# Article:
========

Sunday, January 25, 2009

Quince Woodcut


Woodcut 10.5 x 14cm

I bought some thin plywood as backing for lino blocks and couldn't resist trying a little woodcutting. Of course I didn't spend enough time working out the design. Couldn't wait to start cutting. I also think I may have ruined the sharpening job Rick did on my favourite linocut tools. Not sure how I'm going to tell him.

I did learn from this that it's easier to cut fine detail with the grain, rather than across it! I need to come up with a greater variety of marks. I need to keep a lookout for some nice pieces of timber. And finally, the most exciting discovery is that Baby Oil is a great alternative for cleaning up oil based inks. In future I'll not be using turps.

12 comments:

Anita said...

Robin - you need to set up a way to sell these prints - or maybe not as I will always be buying them!

Robyn said...

Anita - If you'd make me an elegant website like yours maybe I could sell some! ;)

Toni said...

Robyn I am so loving your little cut prints. Why don't you open an Etsy store!

Years ago I had the pleasure of hearing Barry Moser lecture. He was wonderful and you just might enjoy his woodcut prints.

========

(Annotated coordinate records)

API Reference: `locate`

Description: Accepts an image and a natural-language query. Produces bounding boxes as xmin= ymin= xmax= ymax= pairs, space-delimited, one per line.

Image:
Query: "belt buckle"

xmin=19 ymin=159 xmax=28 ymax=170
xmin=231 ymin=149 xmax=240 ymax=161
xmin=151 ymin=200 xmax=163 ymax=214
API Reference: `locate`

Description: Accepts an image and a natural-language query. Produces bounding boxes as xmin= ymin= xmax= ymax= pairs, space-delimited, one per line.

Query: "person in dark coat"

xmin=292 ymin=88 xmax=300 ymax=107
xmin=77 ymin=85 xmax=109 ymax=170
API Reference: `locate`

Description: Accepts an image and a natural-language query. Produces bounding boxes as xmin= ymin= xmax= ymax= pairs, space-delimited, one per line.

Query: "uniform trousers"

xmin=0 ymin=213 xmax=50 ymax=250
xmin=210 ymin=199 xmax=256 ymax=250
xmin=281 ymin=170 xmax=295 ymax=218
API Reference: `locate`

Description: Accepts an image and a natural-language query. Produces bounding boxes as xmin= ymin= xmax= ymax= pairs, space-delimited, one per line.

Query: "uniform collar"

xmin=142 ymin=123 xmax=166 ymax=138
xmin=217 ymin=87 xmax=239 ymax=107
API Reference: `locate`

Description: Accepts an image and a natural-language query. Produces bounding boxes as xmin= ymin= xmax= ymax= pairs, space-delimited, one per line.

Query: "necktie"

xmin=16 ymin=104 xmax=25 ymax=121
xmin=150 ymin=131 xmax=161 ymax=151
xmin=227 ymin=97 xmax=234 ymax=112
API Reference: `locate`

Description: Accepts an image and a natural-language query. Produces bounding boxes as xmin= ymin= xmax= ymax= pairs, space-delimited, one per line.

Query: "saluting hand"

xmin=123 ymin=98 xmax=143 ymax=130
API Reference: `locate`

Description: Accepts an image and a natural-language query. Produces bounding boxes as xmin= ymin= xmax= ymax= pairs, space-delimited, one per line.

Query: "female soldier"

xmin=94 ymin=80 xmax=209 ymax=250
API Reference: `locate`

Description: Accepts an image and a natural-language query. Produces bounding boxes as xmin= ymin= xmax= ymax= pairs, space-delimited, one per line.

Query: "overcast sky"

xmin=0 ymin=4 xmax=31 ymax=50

========

# What the exercise asks:
Please carry on the quince woodcut blog post, writing what comes next after its final line.

# Right answer:
http://www.moser-pennyroyal.com/Home.html
also here
http://www.rmichelson.com/Artist_Pages/Moser/Barry_Moser_gallery.html

Katherine Tyrrell said...

Robyn - your appetite for this tells me you are made to be a print-maker!

Don't you need different tools if you cut wood? Do I need to make a trip to an art shop for you?

See http://www.cornelissen.com/pdf/printmakingtools.zip

moreidlethoughts said...

Robyn, don't sell yourself short! I would never be brave enough to try plywood, although I have scratched away at MDF.
And yes, baby oil is the best clean-up;even better than cheap cooking oil.
For others who may not know, this artist, Maria Arango, has a great tutorial on her site
http://1000woodcuts.com/artist.htm

Jeanette said...

The anticipation of creating a new piece always makes planning fly out the window. This is lovely and looks well planned. Are your tools for cutting wood different than the ones for cutting lino?

I just did another and its not worthy of sight. Too much enjoyment of the process and not enough planning. :(

And I agree. Start up a little Etsy shop or something similar and start selling. Who needs groceries? I want your prints!

Sydney Harper said...

Robyn I love your prints. These are very nice! I agree with everyone else. I think you need to sell these.

caseytoussaint said...

This is wonderful - such a bold design!

Robyn said...

Toni - Thank you - and for the links. Moser's work is incredible. I see he is a wood 'engraver' - I must check out the difference. I know copper plate engraving tools are quite different to cutting tools. He is certainly able to make the most astonishingly fine, controlled marks. I'm the axeman in the forest by comparison!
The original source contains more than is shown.